▸ TASK DATA
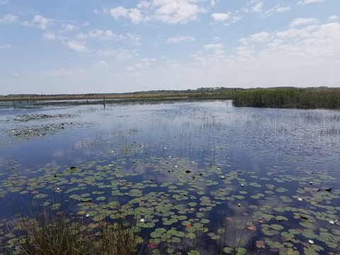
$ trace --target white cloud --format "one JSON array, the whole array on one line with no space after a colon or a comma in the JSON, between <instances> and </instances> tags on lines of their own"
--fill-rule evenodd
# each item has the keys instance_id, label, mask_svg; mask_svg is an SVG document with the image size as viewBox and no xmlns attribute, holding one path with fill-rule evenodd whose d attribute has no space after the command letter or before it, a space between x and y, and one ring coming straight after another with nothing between
<instances>
[{"instance_id":1,"label":"white cloud","mask_svg":"<svg viewBox=\"0 0 340 255\"><path fill-rule=\"evenodd\" d=\"M251 12L260 12L262 11L262 7L264 6L264 2L261 1L257 3L252 8L251 8Z\"/></svg>"},{"instance_id":2,"label":"white cloud","mask_svg":"<svg viewBox=\"0 0 340 255\"><path fill-rule=\"evenodd\" d=\"M74 69L69 68L65 69L62 68L57 70L51 70L47 71L46 74L52 76L86 76L89 74L88 72L81 69Z\"/></svg>"},{"instance_id":3,"label":"white cloud","mask_svg":"<svg viewBox=\"0 0 340 255\"><path fill-rule=\"evenodd\" d=\"M293 21L290 23L290 27L296 27L298 26L303 26L310 23L319 23L319 20L317 18L294 18Z\"/></svg>"},{"instance_id":4,"label":"white cloud","mask_svg":"<svg viewBox=\"0 0 340 255\"><path fill-rule=\"evenodd\" d=\"M268 32L261 32L249 36L249 40L256 43L264 43L268 41L270 33Z\"/></svg>"},{"instance_id":5,"label":"white cloud","mask_svg":"<svg viewBox=\"0 0 340 255\"><path fill-rule=\"evenodd\" d=\"M298 6L303 6L305 4L315 4L315 3L322 3L324 0L303 0L298 2Z\"/></svg>"},{"instance_id":6,"label":"white cloud","mask_svg":"<svg viewBox=\"0 0 340 255\"><path fill-rule=\"evenodd\" d=\"M118 6L117 8L113 8L110 10L110 14L118 19L120 16L126 17L129 11L124 7Z\"/></svg>"},{"instance_id":7,"label":"white cloud","mask_svg":"<svg viewBox=\"0 0 340 255\"><path fill-rule=\"evenodd\" d=\"M16 22L18 20L18 17L13 14L6 14L4 17L0 18L0 23L9 24Z\"/></svg>"},{"instance_id":8,"label":"white cloud","mask_svg":"<svg viewBox=\"0 0 340 255\"><path fill-rule=\"evenodd\" d=\"M337 16L336 15L333 15L330 17L328 17L327 21L336 21L338 18L339 18L339 16Z\"/></svg>"},{"instance_id":9,"label":"white cloud","mask_svg":"<svg viewBox=\"0 0 340 255\"><path fill-rule=\"evenodd\" d=\"M47 40L53 40L57 38L57 36L53 33L44 33L44 38Z\"/></svg>"},{"instance_id":10,"label":"white cloud","mask_svg":"<svg viewBox=\"0 0 340 255\"><path fill-rule=\"evenodd\" d=\"M196 0L154 0L152 5L157 8L156 20L169 23L185 23L195 21L199 13L207 11L199 7Z\"/></svg>"},{"instance_id":11,"label":"white cloud","mask_svg":"<svg viewBox=\"0 0 340 255\"><path fill-rule=\"evenodd\" d=\"M115 37L115 35L110 30L102 30L100 29L93 30L87 33L80 33L76 35L76 38L84 40L87 38L98 39L101 40L111 40Z\"/></svg>"},{"instance_id":12,"label":"white cloud","mask_svg":"<svg viewBox=\"0 0 340 255\"><path fill-rule=\"evenodd\" d=\"M230 17L230 13L231 12L228 12L227 13L213 13L212 14L211 14L211 16L215 21L225 21Z\"/></svg>"},{"instance_id":13,"label":"white cloud","mask_svg":"<svg viewBox=\"0 0 340 255\"><path fill-rule=\"evenodd\" d=\"M94 68L98 69L107 69L110 68L110 64L107 61L101 61L94 64Z\"/></svg>"},{"instance_id":14,"label":"white cloud","mask_svg":"<svg viewBox=\"0 0 340 255\"><path fill-rule=\"evenodd\" d=\"M278 7L276 8L276 12L283 12L286 11L290 10L290 6L286 6L286 7Z\"/></svg>"},{"instance_id":15,"label":"white cloud","mask_svg":"<svg viewBox=\"0 0 340 255\"><path fill-rule=\"evenodd\" d=\"M133 51L129 51L126 50L113 50L113 49L106 49L100 50L97 53L103 57L114 57L117 60L123 61L125 60L130 59L136 55L136 53Z\"/></svg>"},{"instance_id":16,"label":"white cloud","mask_svg":"<svg viewBox=\"0 0 340 255\"><path fill-rule=\"evenodd\" d=\"M81 52L86 52L89 51L88 47L83 43L77 40L72 40L67 42L67 45L72 50Z\"/></svg>"},{"instance_id":17,"label":"white cloud","mask_svg":"<svg viewBox=\"0 0 340 255\"><path fill-rule=\"evenodd\" d=\"M181 35L176 37L171 37L166 40L167 43L177 43L179 42L187 41L187 42L194 42L196 40L195 38L187 35Z\"/></svg>"},{"instance_id":18,"label":"white cloud","mask_svg":"<svg viewBox=\"0 0 340 255\"><path fill-rule=\"evenodd\" d=\"M259 13L262 11L262 7L264 6L264 2L260 1L256 3L257 1L251 0L251 1L248 2L246 5L246 7L242 8L242 11L246 13ZM250 6L250 7L249 7Z\"/></svg>"},{"instance_id":19,"label":"white cloud","mask_svg":"<svg viewBox=\"0 0 340 255\"><path fill-rule=\"evenodd\" d=\"M73 31L79 28L78 26L72 24L62 24L62 27L64 31Z\"/></svg>"},{"instance_id":20,"label":"white cloud","mask_svg":"<svg viewBox=\"0 0 340 255\"><path fill-rule=\"evenodd\" d=\"M41 15L35 15L32 21L25 21L23 25L37 26L40 29L44 30L51 24L52 21L52 19L44 18Z\"/></svg>"},{"instance_id":21,"label":"white cloud","mask_svg":"<svg viewBox=\"0 0 340 255\"><path fill-rule=\"evenodd\" d=\"M143 1L136 8L125 8L118 6L110 10L115 19L128 18L132 23L159 21L169 23L186 23L197 19L198 14L206 13L200 7L197 0L152 0Z\"/></svg>"},{"instance_id":22,"label":"white cloud","mask_svg":"<svg viewBox=\"0 0 340 255\"><path fill-rule=\"evenodd\" d=\"M208 44L203 46L205 50L212 50L215 55L221 55L224 53L223 45L221 43Z\"/></svg>"},{"instance_id":23,"label":"white cloud","mask_svg":"<svg viewBox=\"0 0 340 255\"><path fill-rule=\"evenodd\" d=\"M130 9L130 12L128 14L128 16L131 19L131 21L132 23L137 23L143 21L143 16L141 11L136 8L132 8Z\"/></svg>"}]
</instances>

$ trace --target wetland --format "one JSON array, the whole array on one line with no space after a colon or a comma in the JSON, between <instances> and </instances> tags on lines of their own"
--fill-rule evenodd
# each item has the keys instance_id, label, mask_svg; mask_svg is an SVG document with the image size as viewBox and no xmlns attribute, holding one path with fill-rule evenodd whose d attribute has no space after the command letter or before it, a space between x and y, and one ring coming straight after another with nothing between
<instances>
[{"instance_id":1,"label":"wetland","mask_svg":"<svg viewBox=\"0 0 340 255\"><path fill-rule=\"evenodd\" d=\"M1 248L47 208L133 222L140 254L339 252L339 110L57 103L0 107Z\"/></svg>"}]
</instances>

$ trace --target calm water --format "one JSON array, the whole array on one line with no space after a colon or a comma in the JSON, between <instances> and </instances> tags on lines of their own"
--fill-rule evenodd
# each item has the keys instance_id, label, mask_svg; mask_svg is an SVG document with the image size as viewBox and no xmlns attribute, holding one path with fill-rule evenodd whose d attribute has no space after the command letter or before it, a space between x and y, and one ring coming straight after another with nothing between
<instances>
[{"instance_id":1,"label":"calm water","mask_svg":"<svg viewBox=\"0 0 340 255\"><path fill-rule=\"evenodd\" d=\"M13 225L13 207L30 198L62 199L89 222L134 217L158 247L336 250L340 112L225 101L105 106L0 108L3 222Z\"/></svg>"}]
</instances>

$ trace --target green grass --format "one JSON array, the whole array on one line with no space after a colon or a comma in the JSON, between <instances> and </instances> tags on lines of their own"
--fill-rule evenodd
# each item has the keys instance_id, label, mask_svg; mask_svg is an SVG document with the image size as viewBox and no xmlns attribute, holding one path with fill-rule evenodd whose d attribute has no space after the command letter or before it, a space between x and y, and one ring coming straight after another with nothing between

▸ WHAT NEEDS TO BE DONE
Quote exactly and only the lines from the one holding "trace --target wetland" through the end of the data.

▸ EXPECTED ANSWER
$ trace --target wetland --format "one JSON array, the whole array on one line with no space after a colon or a comma in the JSON, between <instances> and </instances> tags on lines of their own"
--fill-rule evenodd
# each item has the keys instance_id, label, mask_svg; mask_svg is an SVG document with the image size as viewBox and no xmlns attribute, holding one path with fill-rule evenodd whose d attribute has no space after the command letter or before it, a space between x and y, and one ring coming straight after another with nothing between
<instances>
[{"instance_id":1,"label":"wetland","mask_svg":"<svg viewBox=\"0 0 340 255\"><path fill-rule=\"evenodd\" d=\"M1 248L47 208L133 222L140 254L339 252L339 110L57 103L0 107Z\"/></svg>"}]
</instances>

$ trace --target calm water --format "one JSON array, the whole array on one line with no space after a colon or a comma in the JSON, between <instances> and </instances> tags on lines of their own"
--fill-rule evenodd
# each item has the keys instance_id, label, mask_svg; mask_svg is an SVG document with the image size as viewBox and no xmlns attribute, holding one path with fill-rule evenodd whose d attribute has no space after the command letter or before it, a space between x and y, and one ring coming straight after another with nothing between
<instances>
[{"instance_id":1,"label":"calm water","mask_svg":"<svg viewBox=\"0 0 340 255\"><path fill-rule=\"evenodd\" d=\"M13 225L13 207L30 198L62 199L89 222L134 217L158 247L336 250L340 112L225 101L105 106L0 108L3 222Z\"/></svg>"}]
</instances>

$ trace --target green grass --format "one JSON array, the whole array on one line with no space after a colon or a comma in the JSON, between <instances> and </instances> tags on lines of their own"
--fill-rule evenodd
# each item has the keys instance_id, label, mask_svg; mask_svg is an SVG document with the image size as viewBox and no xmlns attribute, holding one path with fill-rule evenodd whose d attribute has no space after the command letter or before it, a space between x and y, and one ring coming straight after another with nothing between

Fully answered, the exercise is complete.